◆ **Exercise description**: In the forum thread below, what condition does each point of Backed Up impose?

◆ **Text block**:
========================
For each round you remain silenced after, your Backed Up condition increases.

Backed Up
You are Sickened 1 for each point of Backed Up. When you are no longer Silenced, gain Silent But Deadly until the end of your next turn.

Silent But Deadly
When you cast a spell using Flatulent Casting, heighten 1 for each point of Backed Up. Remove Backed Up and Silent But Deadly.

incredible

Megaman's Jockstrap
Jul 16, 2000

What a horrible thread to have a post.
Now that's good gamin'!

pumpinglemma
Apr 28, 2009

DD: Fondly regard abomination.

Does anyone know if there are any third-party bases compatible with Pathfinder pawns? Apparently Paizo have just stopped shipping them to the UK or something, I can find pawns for the adventure path I want to run but boxes of bases don't exist any more except for stupid prices on eBay. (Is it even worth getting pawns at this stage, or is the whole line just hosed? I'm a new GM so I have no existing minis to fall back on.)
========================
◆ **Dataset content**:
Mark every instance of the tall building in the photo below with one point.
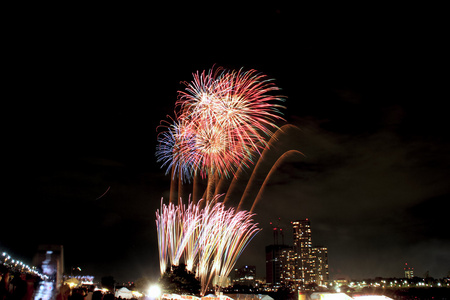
(303, 248)
(320, 265)
(275, 264)
(409, 272)
(298, 266)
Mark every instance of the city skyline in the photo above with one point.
(84, 96)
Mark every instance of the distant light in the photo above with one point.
(154, 291)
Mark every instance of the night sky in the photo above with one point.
(85, 88)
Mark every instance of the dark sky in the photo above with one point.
(86, 87)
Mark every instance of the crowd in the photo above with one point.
(16, 285)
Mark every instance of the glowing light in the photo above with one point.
(223, 119)
(212, 238)
(154, 291)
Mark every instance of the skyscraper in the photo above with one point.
(274, 264)
(320, 265)
(303, 247)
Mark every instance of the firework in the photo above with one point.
(211, 238)
(223, 119)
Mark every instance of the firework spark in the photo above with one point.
(223, 119)
(211, 238)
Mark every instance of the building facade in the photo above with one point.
(303, 249)
(299, 266)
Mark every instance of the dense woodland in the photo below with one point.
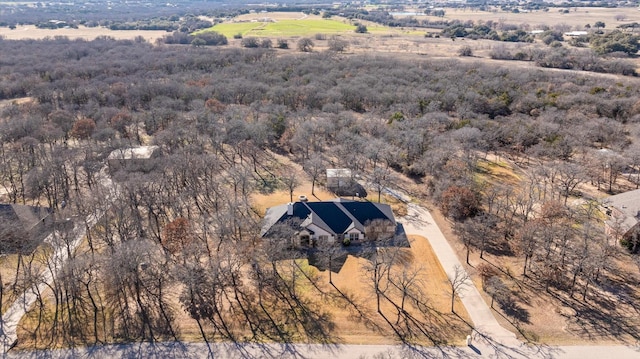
(188, 226)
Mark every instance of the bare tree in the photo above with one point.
(291, 181)
(457, 282)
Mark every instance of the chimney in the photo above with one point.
(290, 209)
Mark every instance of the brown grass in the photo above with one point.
(82, 32)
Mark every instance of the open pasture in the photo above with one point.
(284, 28)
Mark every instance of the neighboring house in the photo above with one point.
(133, 159)
(338, 220)
(623, 223)
(23, 228)
(341, 182)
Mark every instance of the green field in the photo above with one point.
(283, 28)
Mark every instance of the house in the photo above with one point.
(336, 221)
(133, 159)
(341, 182)
(23, 228)
(623, 222)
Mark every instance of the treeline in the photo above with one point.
(218, 114)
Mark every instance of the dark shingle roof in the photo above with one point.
(337, 216)
(364, 211)
(333, 216)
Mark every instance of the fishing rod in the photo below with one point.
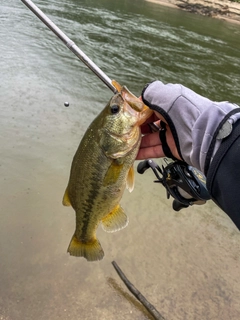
========================
◆ **Answer for this exercise**: Sickened 1 for each point of Backed Up.